Automatisierbare Tests für Konzentra­tion (VWF-Ag) und Funktion des VWF sind auf Gerinnungsgeräten mit guter Reproduzierbarkeit und Sensitivität verfügbar und eignen sich prinzipiell für alle Labors. Quotienten aus VWF-Ag und Funktion können einen Verdacht auf einen qualitativen VWF-Mangel liefern (Tab. 2).  Bei der Interpretation ist stets zu berücksichtigen, dass Träger der Blutgruppe 0 niedrigere Werte von VWF zeigen als A, B oder AB Zudem steigt VWF mit dem Alter[16].
Bei Werten im Grenzbereich ist eine neue Blutentnahme an einem anderen Tag sinnvoll, da der Spiegel von VWF schwanken kann. Nur wirklich niedrige Spiegel von VWF (< 20–30%) sind klinisch relevant im Sinne einer Blutungsneigung; eine Überdiagnose ist zu vermeiden, insbesondere beim Typ 1[17]. Bei vielen Patienten mit leicht verminderten VWF-Werten ist oft nicht sicher, ob sie wirklich ein VWS haben.

Weiterführende Tests
Die wichtigste Methode, die eine definitive Charakterisierung eines VWF-Syndroms erlaubt, ist die Multimeren-Elektrophorese, die die verschiedenen Größen der VWF-Multimere darstellt[18]. Diese ist sehr komplex und zeitaufwendig und bleibt daher bisher auf wenige Zentren beschränkt. Eine neue, erheblich schnellere Methode für übliche Elektrophoresegeräte ist demnächst verfügbar.

Auszüge aus dem Datensatz
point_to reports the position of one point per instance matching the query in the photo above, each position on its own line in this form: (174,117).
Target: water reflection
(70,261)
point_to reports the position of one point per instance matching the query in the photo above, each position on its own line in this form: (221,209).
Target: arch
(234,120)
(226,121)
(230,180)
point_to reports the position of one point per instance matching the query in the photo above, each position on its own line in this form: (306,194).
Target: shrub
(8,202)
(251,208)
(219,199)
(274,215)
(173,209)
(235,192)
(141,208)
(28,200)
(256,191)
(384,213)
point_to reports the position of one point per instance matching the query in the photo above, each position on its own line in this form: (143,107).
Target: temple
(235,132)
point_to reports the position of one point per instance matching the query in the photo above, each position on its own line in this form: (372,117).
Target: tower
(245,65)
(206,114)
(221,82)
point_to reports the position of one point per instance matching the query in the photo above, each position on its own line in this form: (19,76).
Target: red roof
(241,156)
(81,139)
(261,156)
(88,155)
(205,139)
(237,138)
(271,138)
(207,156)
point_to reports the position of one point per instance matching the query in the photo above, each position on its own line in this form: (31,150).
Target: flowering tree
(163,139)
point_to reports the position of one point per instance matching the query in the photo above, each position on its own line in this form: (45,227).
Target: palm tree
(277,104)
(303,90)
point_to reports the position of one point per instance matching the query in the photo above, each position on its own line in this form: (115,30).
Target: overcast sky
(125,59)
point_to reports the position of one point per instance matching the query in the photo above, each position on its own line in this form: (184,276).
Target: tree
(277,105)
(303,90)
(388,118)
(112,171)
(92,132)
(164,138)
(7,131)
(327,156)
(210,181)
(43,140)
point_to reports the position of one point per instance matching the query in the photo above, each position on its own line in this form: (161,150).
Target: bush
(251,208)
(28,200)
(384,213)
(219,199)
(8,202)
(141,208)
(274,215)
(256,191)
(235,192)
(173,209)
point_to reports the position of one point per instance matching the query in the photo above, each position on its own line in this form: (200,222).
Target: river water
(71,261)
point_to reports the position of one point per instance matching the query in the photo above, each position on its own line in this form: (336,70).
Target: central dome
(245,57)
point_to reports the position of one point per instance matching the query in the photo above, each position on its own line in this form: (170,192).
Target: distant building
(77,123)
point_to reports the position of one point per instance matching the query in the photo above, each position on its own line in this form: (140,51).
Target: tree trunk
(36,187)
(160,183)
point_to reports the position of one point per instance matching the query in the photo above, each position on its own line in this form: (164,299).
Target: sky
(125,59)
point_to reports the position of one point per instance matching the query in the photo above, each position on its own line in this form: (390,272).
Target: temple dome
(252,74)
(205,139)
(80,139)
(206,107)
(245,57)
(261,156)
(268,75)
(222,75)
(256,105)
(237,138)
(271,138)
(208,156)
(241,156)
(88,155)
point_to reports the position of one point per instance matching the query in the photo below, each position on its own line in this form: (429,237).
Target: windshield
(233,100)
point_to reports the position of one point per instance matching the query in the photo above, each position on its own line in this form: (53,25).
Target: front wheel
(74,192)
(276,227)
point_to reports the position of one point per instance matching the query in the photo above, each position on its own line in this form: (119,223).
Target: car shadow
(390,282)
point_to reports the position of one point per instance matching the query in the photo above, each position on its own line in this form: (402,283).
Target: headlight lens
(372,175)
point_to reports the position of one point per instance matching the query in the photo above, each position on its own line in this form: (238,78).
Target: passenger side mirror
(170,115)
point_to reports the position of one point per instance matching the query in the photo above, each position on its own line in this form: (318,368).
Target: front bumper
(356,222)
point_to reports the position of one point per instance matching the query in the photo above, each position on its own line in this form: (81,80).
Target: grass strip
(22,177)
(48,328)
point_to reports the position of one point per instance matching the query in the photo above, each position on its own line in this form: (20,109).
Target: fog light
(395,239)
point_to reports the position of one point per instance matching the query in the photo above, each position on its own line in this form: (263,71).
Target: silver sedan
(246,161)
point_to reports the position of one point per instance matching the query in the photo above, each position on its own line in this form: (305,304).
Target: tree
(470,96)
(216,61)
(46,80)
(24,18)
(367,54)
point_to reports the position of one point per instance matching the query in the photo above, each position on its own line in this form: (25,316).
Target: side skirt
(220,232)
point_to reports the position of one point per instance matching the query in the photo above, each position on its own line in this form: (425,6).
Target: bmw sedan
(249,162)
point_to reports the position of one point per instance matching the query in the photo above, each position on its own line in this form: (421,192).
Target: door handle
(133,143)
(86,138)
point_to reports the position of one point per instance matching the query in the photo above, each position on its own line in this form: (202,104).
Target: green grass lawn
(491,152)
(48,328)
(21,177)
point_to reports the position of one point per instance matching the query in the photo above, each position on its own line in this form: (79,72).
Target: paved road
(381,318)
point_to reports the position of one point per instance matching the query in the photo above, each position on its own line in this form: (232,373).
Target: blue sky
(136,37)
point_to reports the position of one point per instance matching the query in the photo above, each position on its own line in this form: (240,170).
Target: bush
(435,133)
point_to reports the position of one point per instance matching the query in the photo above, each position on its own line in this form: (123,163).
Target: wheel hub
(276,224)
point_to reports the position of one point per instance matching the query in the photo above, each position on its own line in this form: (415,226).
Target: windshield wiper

IHRE AUFGABE
Schreiben Sie aus dem Textauszug zur VWF-Diagnostik den Abschnitt von "Automatisierbare Tests für" bis einschließlich "ein VWS haben." wortgetreu ab. Die Daten stammen aus einer anderen Quelle als der Textauszug.

IHRE ANTWORT
Automatisierbare Tests für Konzentra­tion (VWF-Ag) und Funktion des VWF sind auf Gerinnungsgeräten mit guter Reproduzierbarkeit und Sensitivität verfügbar und eignen sich prinzipiell für alle Labors. Quotienten aus VWF-Ag und Funktion können einen Verdacht auf einen qualitativen VWF-Mangel liefern (Tab. 2).  Bei der Interpretation ist stets zu berücksichtigen, dass Träger der Blutgruppe 0 niedrigere Werte von VWF zeigen als A, B oder AB Zudem steigt VWF mit dem Alter[16].
Bei Werten im Grenzbereich ist eine neue Blutentnahme an einem anderen Tag sinnvoll, da der Spiegel von VWF schwanken kann. Nur wirklich niedrige Spiegel von VWF (< 20–30%) sind klinisch relevant im Sinne einer Blutungsneigung; eine Überdiagnose ist zu vermeiden, insbesondere beim Typ 1[17]. Bei vielen Patienten mit leicht verminderten VWF-Werten ist oft nicht sicher, ob sie wirklich ein VWS haben.